▶ Given instruction: Reproduce each line of the records below word for word, leaving out the pictures.

(Stored records)

*****

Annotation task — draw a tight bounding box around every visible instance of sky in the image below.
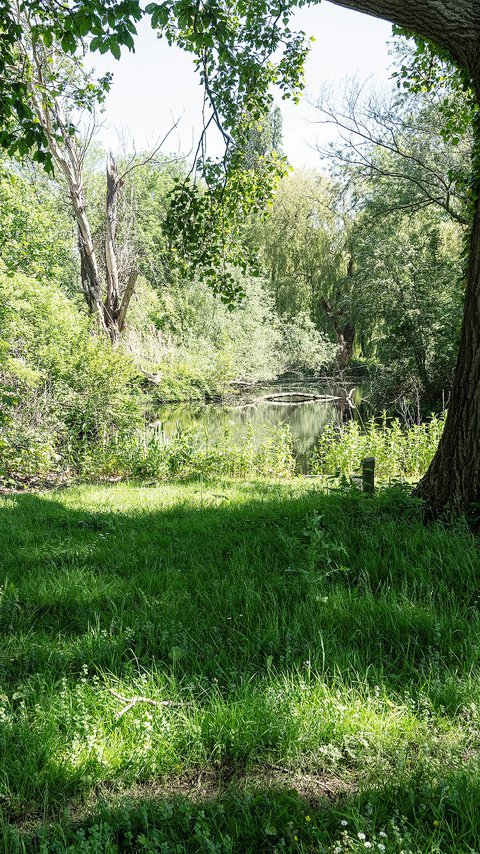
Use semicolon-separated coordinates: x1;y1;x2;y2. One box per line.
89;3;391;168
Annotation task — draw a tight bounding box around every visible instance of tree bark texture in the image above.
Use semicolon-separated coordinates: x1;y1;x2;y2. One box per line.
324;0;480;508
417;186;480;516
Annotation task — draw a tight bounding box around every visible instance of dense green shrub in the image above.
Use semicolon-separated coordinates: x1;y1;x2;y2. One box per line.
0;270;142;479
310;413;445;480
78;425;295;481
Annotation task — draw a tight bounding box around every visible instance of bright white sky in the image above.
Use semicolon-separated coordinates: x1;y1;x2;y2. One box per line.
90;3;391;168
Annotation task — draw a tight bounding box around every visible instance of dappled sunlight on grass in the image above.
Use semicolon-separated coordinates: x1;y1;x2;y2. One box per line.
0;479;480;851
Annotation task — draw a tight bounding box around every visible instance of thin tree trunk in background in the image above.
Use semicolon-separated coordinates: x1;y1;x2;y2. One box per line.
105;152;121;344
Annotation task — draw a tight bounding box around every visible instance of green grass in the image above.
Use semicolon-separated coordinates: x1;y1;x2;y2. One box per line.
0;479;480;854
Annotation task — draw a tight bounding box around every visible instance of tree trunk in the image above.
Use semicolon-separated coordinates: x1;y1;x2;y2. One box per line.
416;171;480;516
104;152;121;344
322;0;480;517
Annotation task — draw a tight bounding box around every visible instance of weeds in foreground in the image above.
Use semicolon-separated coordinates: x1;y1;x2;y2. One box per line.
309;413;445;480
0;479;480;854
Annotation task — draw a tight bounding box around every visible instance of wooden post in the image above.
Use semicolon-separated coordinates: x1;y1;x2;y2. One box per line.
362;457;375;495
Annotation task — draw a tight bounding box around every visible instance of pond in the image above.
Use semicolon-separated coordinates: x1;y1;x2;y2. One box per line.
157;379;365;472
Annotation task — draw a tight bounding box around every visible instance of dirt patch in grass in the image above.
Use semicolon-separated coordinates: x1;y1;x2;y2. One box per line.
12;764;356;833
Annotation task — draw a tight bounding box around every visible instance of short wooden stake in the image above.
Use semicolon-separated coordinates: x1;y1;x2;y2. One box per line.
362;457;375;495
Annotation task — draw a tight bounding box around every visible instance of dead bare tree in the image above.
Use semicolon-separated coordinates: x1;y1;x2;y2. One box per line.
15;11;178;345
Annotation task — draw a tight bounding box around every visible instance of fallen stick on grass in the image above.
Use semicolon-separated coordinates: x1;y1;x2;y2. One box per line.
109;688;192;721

*****

▶ Answer in full:
Annotation task — draw a tight bounding box around every visible instance of sky in the image below.
Use semicolon-separated coordinates: x1;y1;x2;y2. One box per line.
89;3;391;168
Annotation task — draw a tight bounding box around every visible instance of tree bark texture in the image above.
Use semicolon-separated coordinates: x1;y1;x2;y2. One box per line.
324;0;480;508
417;186;480;516
Annotation task — draw a tight bounding box around every visible instance of dense green shrub in the image above.
Use semicolon-separated coordinates: x1;y1;x2;y2. One box per line.
0;270;142;479
310;413;445;480
78;425;295;481
Annotation task — draw a tight bounding box around every visible instance of bright white sky in the image above.
Use semicolon-separated coordinates: x1;y1;x2;y2. One box per line.
90;3;391;168
Annotation task — draw a tight bounding box around every visible instance of dappled sunlight on grass in the image above.
Use semicolon-separated coordinates: x1;y1;x2;y2. One box per line.
0;479;480;851
Annotation task — draw a tight bounding box around every visible instance of thin tree trunk in background in the image above.
Use semicolon-separated coordinates: x1;y1;x2;y2. One box per line.
105;152;121;344
Annotation task — draw a tight bounding box around every visible instance of green grass in the image above.
Use semicolon-separated coordinates: x1;y1;x2;y2. One box per line.
0;479;480;854
Annotation task — draw a tight bounding box around every visible instance of tree trunk in the image above.
Use semicolon-separated coordinates: x1;y1;x2;y2. One box per line.
416;171;480;516
104;152;121;344
322;0;480;517
Annotation task — draw a tight bounding box around every visible instance of weeds in foreground in the image above.
Use semicolon-separated coordinates: x1;y1;x2;y2. One box per line.
309;413;445;480
0;479;480;854
Annotation task — draw a tight bounding box around every visible instance of wooden post in the image above.
Use semicolon-separated coordinates: x1;y1;x2;y2. One box per line.
362;457;375;495
Annotation task — draw a tight bounding box around every visible instance of pond in the image above.
Use semicolon-separated coordinates: x1;y1;x2;y2. One box per line.
157;379;365;472
Annotation task — draw a tight bounding box around every visible instance of dirt patch in grass in the image above.
Use semicolon-separated coordinates: x1;y1;x2;y2. One box per line.
12;764;356;833
Annotation task — draw a tight bounding box around every visible instance of short wooden stake in the image above.
Use semicolon-separated coordinates: x1;y1;x2;y2. One box per line.
362;457;375;495
Annotation task — draw a tight bounding box around every visible instance of dead bare tree in the image above.
Use semicolon-separated coordinates: x1;y1;x2;y2. One box per line.
15;11;178;345
Annotation task — draw a tight bounding box around every visible instance of fallen stick on grass in the image above.
Use semicolon-separated coordinates: x1;y1;x2;y2. One box per line.
109;688;192;721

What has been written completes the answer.